The request: Please extract every line of the data below word for word, leaving the pictures out of your answer.

++++ Material for this task

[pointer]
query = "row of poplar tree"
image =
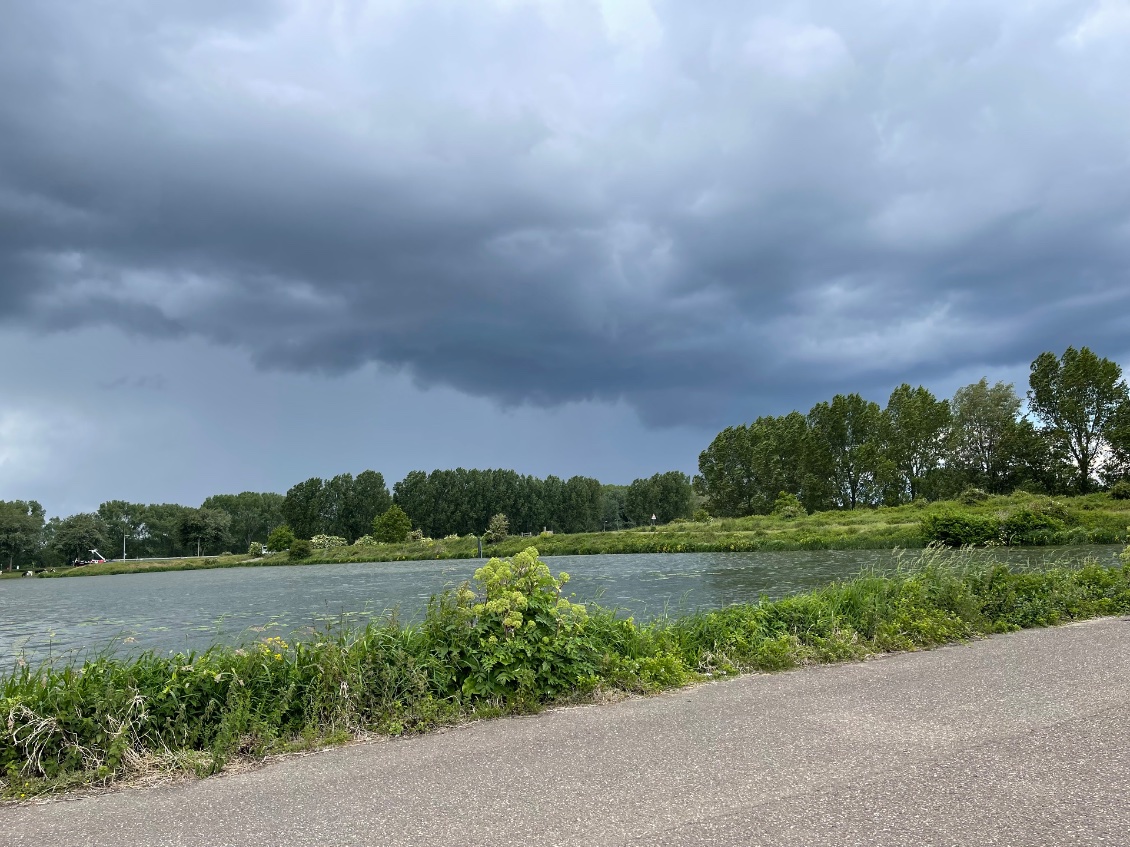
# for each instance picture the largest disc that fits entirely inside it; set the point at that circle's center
(441, 503)
(1070, 436)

++++++++

Answer in full:
[pointer]
query = "row of poplar tree"
image =
# for each instance picture the largest disc that fits entirely inside it; set the point at that circle's center
(441, 503)
(1070, 436)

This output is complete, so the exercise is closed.